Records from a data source
=-=-=
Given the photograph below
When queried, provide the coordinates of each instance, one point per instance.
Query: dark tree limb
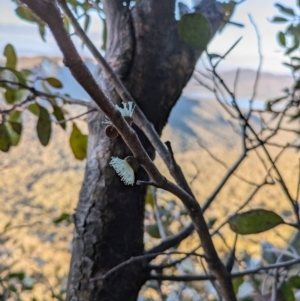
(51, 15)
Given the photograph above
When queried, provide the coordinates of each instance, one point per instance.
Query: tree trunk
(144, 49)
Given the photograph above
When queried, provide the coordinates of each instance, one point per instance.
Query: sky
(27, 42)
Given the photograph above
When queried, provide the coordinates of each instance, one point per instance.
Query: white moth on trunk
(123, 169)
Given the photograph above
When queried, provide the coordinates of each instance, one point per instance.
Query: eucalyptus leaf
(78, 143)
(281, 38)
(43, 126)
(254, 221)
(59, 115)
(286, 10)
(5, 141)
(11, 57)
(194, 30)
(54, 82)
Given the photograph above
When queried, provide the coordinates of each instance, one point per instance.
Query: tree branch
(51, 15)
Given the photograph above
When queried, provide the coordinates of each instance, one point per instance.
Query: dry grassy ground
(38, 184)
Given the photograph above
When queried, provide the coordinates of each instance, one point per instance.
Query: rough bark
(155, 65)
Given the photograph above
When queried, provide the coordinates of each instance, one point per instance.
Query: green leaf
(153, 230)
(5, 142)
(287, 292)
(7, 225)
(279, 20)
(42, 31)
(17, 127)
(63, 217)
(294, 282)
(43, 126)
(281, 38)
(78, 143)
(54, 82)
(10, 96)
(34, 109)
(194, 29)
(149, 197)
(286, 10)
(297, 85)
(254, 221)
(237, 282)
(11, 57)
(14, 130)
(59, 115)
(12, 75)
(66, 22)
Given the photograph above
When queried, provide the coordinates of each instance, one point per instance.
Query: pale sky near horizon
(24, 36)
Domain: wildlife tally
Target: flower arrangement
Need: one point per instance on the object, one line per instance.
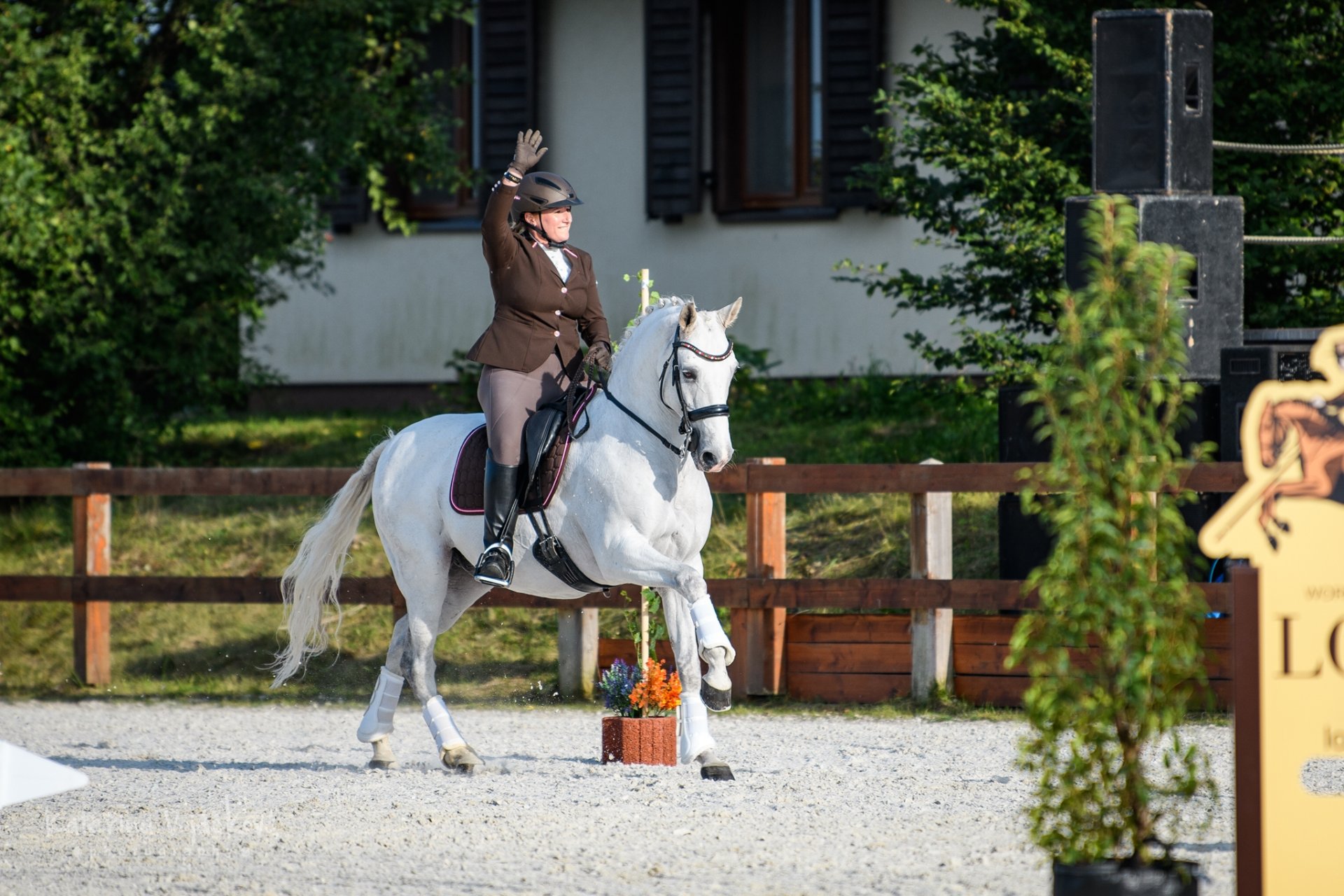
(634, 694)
=-=-=
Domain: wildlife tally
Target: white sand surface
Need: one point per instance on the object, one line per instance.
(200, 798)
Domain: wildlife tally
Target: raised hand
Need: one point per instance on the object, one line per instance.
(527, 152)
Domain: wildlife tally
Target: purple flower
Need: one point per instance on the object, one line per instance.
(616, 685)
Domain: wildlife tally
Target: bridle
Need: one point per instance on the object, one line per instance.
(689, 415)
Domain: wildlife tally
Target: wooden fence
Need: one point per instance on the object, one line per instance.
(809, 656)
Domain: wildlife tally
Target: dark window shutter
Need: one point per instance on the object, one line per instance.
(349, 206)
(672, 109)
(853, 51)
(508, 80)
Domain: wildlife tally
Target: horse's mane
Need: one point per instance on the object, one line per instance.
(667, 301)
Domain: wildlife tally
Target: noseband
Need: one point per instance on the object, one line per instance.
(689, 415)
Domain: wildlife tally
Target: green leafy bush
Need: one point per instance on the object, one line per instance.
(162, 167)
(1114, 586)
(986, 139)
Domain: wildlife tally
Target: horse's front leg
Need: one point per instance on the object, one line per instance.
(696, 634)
=-=-=
"flower" is the word to look for; copy every line of the data that has it.

Target: flower arrangement
Target: purple flower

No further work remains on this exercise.